** Start AVAILABLE RECORDS **

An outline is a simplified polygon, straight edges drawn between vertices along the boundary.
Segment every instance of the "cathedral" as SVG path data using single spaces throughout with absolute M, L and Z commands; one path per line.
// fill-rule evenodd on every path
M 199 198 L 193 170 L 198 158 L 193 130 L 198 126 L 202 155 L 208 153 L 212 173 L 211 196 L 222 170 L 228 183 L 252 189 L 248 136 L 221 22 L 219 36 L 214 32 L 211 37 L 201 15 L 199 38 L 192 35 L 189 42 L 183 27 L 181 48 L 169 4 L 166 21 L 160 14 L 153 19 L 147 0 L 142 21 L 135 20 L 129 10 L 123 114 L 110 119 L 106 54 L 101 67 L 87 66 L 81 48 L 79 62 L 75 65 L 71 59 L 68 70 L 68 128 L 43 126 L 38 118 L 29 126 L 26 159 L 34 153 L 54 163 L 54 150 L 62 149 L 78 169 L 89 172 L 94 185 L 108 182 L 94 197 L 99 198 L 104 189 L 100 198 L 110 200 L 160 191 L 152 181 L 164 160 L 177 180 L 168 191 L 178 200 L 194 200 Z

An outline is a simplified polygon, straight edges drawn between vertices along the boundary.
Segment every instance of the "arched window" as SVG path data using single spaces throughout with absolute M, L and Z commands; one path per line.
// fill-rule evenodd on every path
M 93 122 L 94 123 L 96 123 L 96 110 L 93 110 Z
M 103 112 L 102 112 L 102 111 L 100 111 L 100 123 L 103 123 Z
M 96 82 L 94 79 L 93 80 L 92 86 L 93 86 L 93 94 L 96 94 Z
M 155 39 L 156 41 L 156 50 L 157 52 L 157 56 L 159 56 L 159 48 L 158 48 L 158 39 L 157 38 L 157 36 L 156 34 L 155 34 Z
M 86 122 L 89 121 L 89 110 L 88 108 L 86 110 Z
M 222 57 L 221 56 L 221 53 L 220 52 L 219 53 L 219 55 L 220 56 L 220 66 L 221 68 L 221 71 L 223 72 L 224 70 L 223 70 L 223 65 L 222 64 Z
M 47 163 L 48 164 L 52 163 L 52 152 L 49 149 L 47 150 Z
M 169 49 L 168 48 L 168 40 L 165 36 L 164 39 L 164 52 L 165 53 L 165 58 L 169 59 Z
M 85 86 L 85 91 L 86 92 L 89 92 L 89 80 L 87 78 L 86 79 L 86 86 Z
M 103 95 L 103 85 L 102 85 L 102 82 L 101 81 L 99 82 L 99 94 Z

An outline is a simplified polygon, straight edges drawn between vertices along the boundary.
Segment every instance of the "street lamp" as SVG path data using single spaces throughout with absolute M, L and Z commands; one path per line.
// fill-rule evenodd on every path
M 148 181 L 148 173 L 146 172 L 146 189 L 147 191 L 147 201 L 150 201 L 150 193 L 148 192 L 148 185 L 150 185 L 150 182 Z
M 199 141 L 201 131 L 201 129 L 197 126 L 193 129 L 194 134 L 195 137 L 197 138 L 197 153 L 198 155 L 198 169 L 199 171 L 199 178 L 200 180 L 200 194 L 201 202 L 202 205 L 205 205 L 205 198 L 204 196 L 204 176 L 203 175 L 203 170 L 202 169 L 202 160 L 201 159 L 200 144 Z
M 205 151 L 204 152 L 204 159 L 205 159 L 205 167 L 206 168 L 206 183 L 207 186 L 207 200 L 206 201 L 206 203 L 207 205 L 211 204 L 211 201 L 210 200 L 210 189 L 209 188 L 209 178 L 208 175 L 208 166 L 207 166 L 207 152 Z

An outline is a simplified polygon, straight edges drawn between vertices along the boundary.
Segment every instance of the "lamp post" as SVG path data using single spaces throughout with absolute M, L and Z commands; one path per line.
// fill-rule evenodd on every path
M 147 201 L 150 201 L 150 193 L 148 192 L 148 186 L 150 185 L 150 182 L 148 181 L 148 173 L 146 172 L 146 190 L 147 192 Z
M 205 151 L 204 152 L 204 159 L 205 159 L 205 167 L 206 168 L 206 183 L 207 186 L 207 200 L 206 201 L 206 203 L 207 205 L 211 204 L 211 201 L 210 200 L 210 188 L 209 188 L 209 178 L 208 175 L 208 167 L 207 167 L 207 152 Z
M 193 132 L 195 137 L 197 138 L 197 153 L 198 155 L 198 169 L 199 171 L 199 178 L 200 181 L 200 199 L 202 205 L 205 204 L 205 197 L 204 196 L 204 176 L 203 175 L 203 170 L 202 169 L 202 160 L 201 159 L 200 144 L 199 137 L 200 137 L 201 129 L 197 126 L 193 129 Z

** End AVAILABLE RECORDS **

• [PROBLEM]
Print the material above once more, exactly.

• [EXERCISE SOLUTION]
An outline is a simplified polygon, straight edges drawn between vertices along the boundary.
Segment every instance of the "cathedral" as SVG path data using single spaces throughout with absolute M, L and Z commands; one path per line.
// fill-rule evenodd on every path
M 199 198 L 193 170 L 198 158 L 193 130 L 198 126 L 202 155 L 208 153 L 212 173 L 211 196 L 222 170 L 228 183 L 252 189 L 248 136 L 221 22 L 219 36 L 214 32 L 211 37 L 201 15 L 199 38 L 192 35 L 189 42 L 183 27 L 181 48 L 169 4 L 166 21 L 160 14 L 153 19 L 147 0 L 142 21 L 135 20 L 129 10 L 123 114 L 110 119 L 106 54 L 101 67 L 87 66 L 81 48 L 79 62 L 75 65 L 71 59 L 68 70 L 68 128 L 43 126 L 38 118 L 29 126 L 26 159 L 34 153 L 54 163 L 54 150 L 62 149 L 78 169 L 89 172 L 94 185 L 108 182 L 94 197 L 99 198 L 104 189 L 100 198 L 110 200 L 160 191 L 152 181 L 164 160 L 177 180 L 168 191 L 178 200 L 194 200 Z

An outline is a simplified polygon, straight edges drawn between vertices along the boundary.
Segment every instance of the "arched window" as SVG path data using single spaces throughout with absolute M, L and Z commands; one path per line.
// fill-rule evenodd on every path
M 93 122 L 94 123 L 96 123 L 96 110 L 93 110 Z
M 103 112 L 102 112 L 102 111 L 100 111 L 100 123 L 103 123 Z
M 96 82 L 94 79 L 93 80 L 92 86 L 93 86 L 93 94 L 96 94 Z
M 155 39 L 156 41 L 156 50 L 157 52 L 157 56 L 159 56 L 159 48 L 158 48 L 158 39 L 157 38 L 157 36 L 156 34 L 155 34 Z
M 86 122 L 89 121 L 89 110 L 88 108 L 86 110 Z
M 222 57 L 221 56 L 221 53 L 220 52 L 219 53 L 219 55 L 220 56 L 220 66 L 221 68 L 221 71 L 223 72 L 224 70 L 223 70 L 223 65 L 222 64 Z
M 47 163 L 48 164 L 52 163 L 52 152 L 49 149 L 47 150 Z
M 169 49 L 168 48 L 168 40 L 165 36 L 164 39 L 164 52 L 165 53 L 165 58 L 169 59 Z
M 85 86 L 85 91 L 86 92 L 89 92 L 89 80 L 87 78 L 86 79 L 86 86 Z
M 103 95 L 103 85 L 102 85 L 102 82 L 101 81 L 99 82 L 99 94 Z

An outline is a simplified polygon, straight edges drawn between vertices along the boundary.
Segment every instance of the "street lamp" as SVG path data using single spaces throughout with absolute M, L and Z commands; one path per line.
// fill-rule evenodd on every path
M 148 181 L 148 173 L 146 172 L 146 189 L 147 191 L 147 201 L 150 201 L 150 193 L 148 192 L 148 185 L 150 185 L 150 182 Z
M 199 141 L 201 131 L 201 129 L 197 126 L 193 129 L 194 134 L 195 137 L 197 138 L 197 153 L 198 155 L 198 169 L 199 171 L 199 178 L 200 180 L 200 194 L 201 202 L 202 205 L 205 205 L 205 198 L 204 196 L 204 176 L 203 175 L 203 170 L 202 169 L 202 160 L 201 159 L 200 144 Z
M 205 151 L 204 152 L 204 159 L 205 159 L 205 167 L 206 168 L 206 183 L 207 186 L 207 200 L 206 201 L 206 203 L 207 205 L 211 204 L 211 201 L 210 200 L 210 189 L 209 188 L 209 178 L 208 175 L 208 166 L 207 166 L 207 152 Z

An outline is a simplified polygon, straight edges drawn between vertices along the boundary.
Segment every instance of the "lamp post" as SVG path data using single spaces throughout with absolute M, L and Z commands; one path per line.
// fill-rule evenodd on every path
M 147 201 L 150 201 L 150 193 L 148 192 L 148 186 L 150 185 L 150 182 L 148 181 L 148 173 L 146 172 L 146 190 L 147 192 Z
M 205 151 L 204 152 L 204 159 L 205 159 L 205 167 L 206 168 L 206 183 L 207 186 L 207 200 L 206 201 L 206 203 L 207 205 L 211 204 L 211 201 L 210 200 L 210 188 L 209 188 L 209 178 L 208 175 L 208 167 L 207 167 L 207 152 Z
M 193 132 L 195 137 L 197 138 L 197 153 L 198 155 L 198 169 L 199 171 L 199 178 L 200 181 L 200 199 L 202 205 L 205 204 L 205 197 L 204 196 L 204 176 L 203 175 L 203 170 L 202 169 L 202 160 L 201 159 L 200 144 L 199 137 L 200 137 L 201 129 L 197 126 L 193 129 Z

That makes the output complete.